(Shape annotation entries)

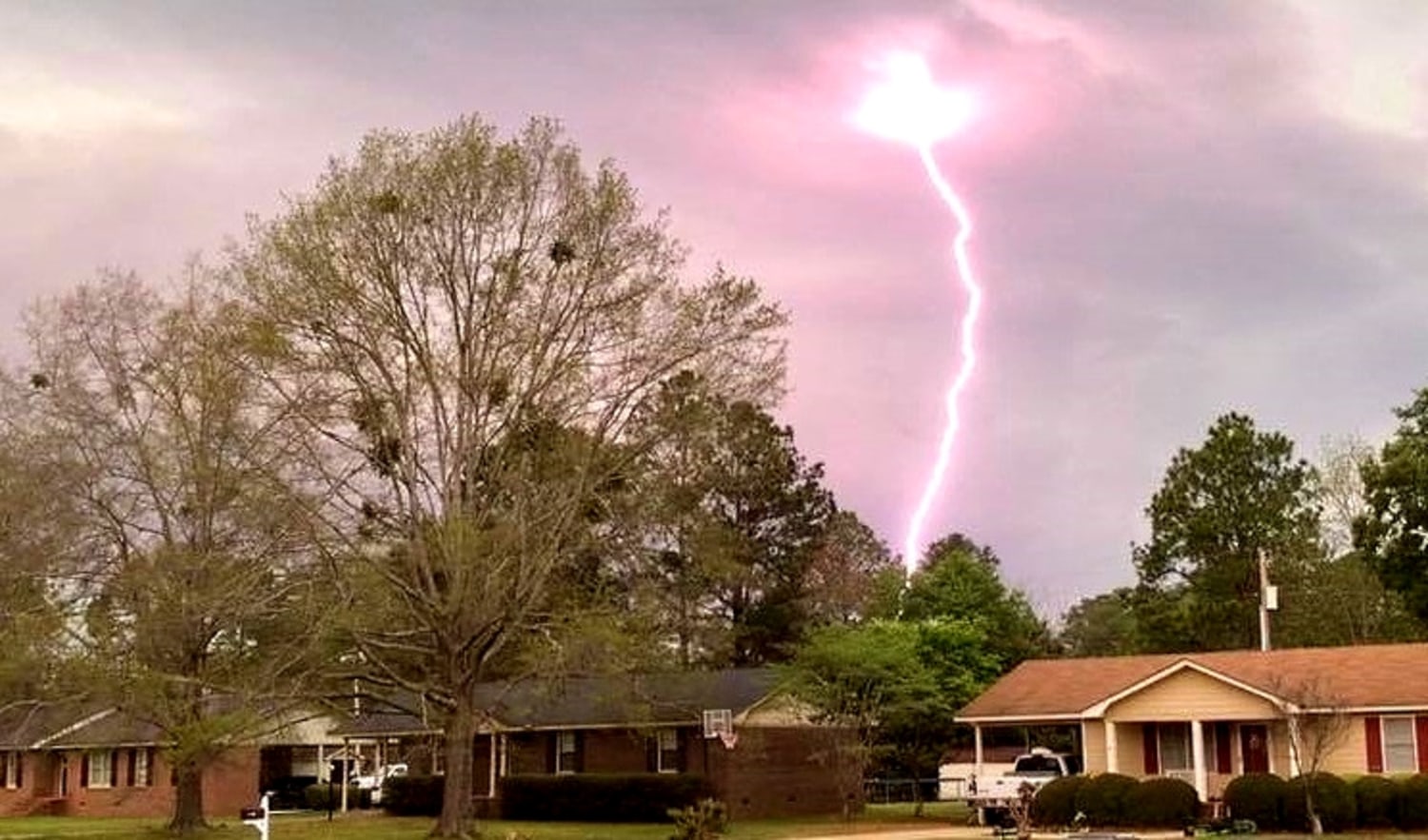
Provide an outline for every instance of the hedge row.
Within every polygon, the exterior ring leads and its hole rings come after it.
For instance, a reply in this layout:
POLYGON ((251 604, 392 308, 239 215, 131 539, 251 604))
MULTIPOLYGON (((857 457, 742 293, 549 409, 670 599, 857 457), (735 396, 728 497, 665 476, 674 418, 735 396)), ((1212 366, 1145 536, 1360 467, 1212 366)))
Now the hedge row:
MULTIPOLYGON (((441 776, 398 776, 381 789, 381 807, 396 816, 441 813, 441 776)), ((501 779, 501 817, 587 823, 668 823, 713 797, 703 776, 688 773, 578 773, 501 779)))
POLYGON ((501 780, 501 816, 507 820, 667 823, 670 810, 683 810, 713 796, 708 780, 690 773, 507 776, 501 780))
POLYGON ((1289 780, 1269 773, 1232 779, 1225 806, 1238 820, 1254 820, 1261 831, 1307 831, 1307 792, 1325 831, 1352 829, 1428 829, 1428 773, 1408 777, 1362 776, 1348 783, 1332 773, 1289 780))
POLYGON ((1137 782, 1120 773, 1064 776, 1044 784, 1031 803, 1042 827, 1071 826, 1078 814, 1090 826, 1180 829, 1197 817, 1195 789, 1180 779, 1137 782))

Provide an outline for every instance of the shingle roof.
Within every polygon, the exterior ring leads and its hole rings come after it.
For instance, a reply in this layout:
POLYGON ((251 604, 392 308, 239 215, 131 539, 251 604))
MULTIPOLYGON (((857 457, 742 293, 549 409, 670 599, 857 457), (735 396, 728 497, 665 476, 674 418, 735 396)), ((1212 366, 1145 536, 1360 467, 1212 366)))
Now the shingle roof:
POLYGON ((23 750, 101 712, 94 703, 19 700, 0 707, 0 749, 23 750))
MULTIPOLYGON (((507 729, 651 726, 698 723, 704 709, 740 714, 771 695, 777 682, 771 669, 730 669, 483 683, 476 695, 477 706, 507 729)), ((378 706, 333 734, 420 732, 431 732, 420 716, 378 706)))
POLYGON ((1312 686, 1334 706, 1428 709, 1428 645, 1419 643, 1034 659, 997 680, 958 717, 1080 714, 1182 660, 1275 696, 1312 686))

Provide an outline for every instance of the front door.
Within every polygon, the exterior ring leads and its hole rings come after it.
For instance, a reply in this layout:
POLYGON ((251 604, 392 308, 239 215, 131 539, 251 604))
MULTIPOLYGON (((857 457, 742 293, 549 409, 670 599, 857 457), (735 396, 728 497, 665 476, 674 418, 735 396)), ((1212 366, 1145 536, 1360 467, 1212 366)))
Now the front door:
POLYGON ((1245 773, 1269 772, 1269 730, 1265 724, 1240 726, 1240 756, 1245 773))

● **Written task**: Could you give every line of the entries above as a numbered list, dropping the blank lines and leaving the pictures out?

● **Solved problem**:
1. Provide an outline for every instance of the hedge row.
2. Within every polygon, the exterior ring leads and its hole rings come after it.
3. For instance, a reply in this layout:
4. POLYGON ((251 604, 392 308, 239 215, 131 539, 251 604))
5. MULTIPOLYGON (((857 457, 742 293, 549 409, 670 599, 857 457), (735 396, 728 497, 665 476, 674 418, 735 396)), ((1212 366, 1145 536, 1360 467, 1212 366)))
6. Now the hedge row:
7. MULTIPOLYGON (((441 776, 398 776, 381 789, 381 807, 396 816, 441 813, 441 776)), ((501 779, 501 817, 587 823, 668 823, 713 797, 703 776, 688 773, 578 773, 501 779)))
8. POLYGON ((501 780, 501 816, 507 820, 667 823, 670 810, 683 810, 713 796, 708 780, 690 773, 507 776, 501 780))
9. POLYGON ((1289 780, 1269 773, 1232 779, 1225 806, 1238 820, 1254 820, 1261 831, 1307 831, 1307 792, 1325 831, 1352 829, 1428 829, 1428 773, 1408 777, 1362 776, 1348 783, 1332 773, 1289 780))
10. POLYGON ((1137 782, 1120 773, 1064 776, 1044 784, 1031 803, 1042 827, 1071 826, 1078 814, 1090 826, 1180 829, 1197 817, 1195 789, 1180 779, 1137 782))
11. Provide an outline for every instance of the shingle roof.
12. Within every polygon, the exterior ring leads and its hole rings come after it.
13. For instance, a reply in this layout:
14. POLYGON ((251 604, 392 308, 239 215, 131 539, 251 604))
15. MULTIPOLYGON (((857 457, 742 293, 549 409, 670 599, 857 457), (735 396, 728 497, 665 476, 674 418, 735 396)), ((1212 366, 1145 536, 1360 467, 1212 366)))
16. Now the shingle roof:
17. POLYGON ((23 750, 101 712, 94 703, 19 700, 0 707, 0 749, 23 750))
18. MULTIPOLYGON (((507 729, 651 726, 698 723, 704 709, 740 714, 771 695, 777 682, 771 669, 730 669, 483 683, 476 695, 477 706, 507 729)), ((378 706, 333 734, 420 732, 431 732, 420 716, 378 706)))
19. POLYGON ((1312 686, 1334 706, 1428 709, 1428 645, 1419 643, 1034 659, 997 680, 958 717, 1080 714, 1182 660, 1275 696, 1312 686))
20. Provide an outline for every instance of the front door.
21. Within every polygon, the exterior ring leads and its hole rings come after it.
22. For instance, a reply in this layout:
23. POLYGON ((251 604, 392 308, 239 215, 131 539, 251 604))
24. MULTIPOLYGON (((857 457, 742 293, 549 409, 670 599, 857 457), (735 396, 728 497, 665 476, 674 418, 735 396)), ((1212 366, 1145 536, 1360 467, 1212 366)))
25. Now the front door:
26. POLYGON ((1245 773, 1269 772, 1269 730, 1265 724, 1240 726, 1240 756, 1245 773))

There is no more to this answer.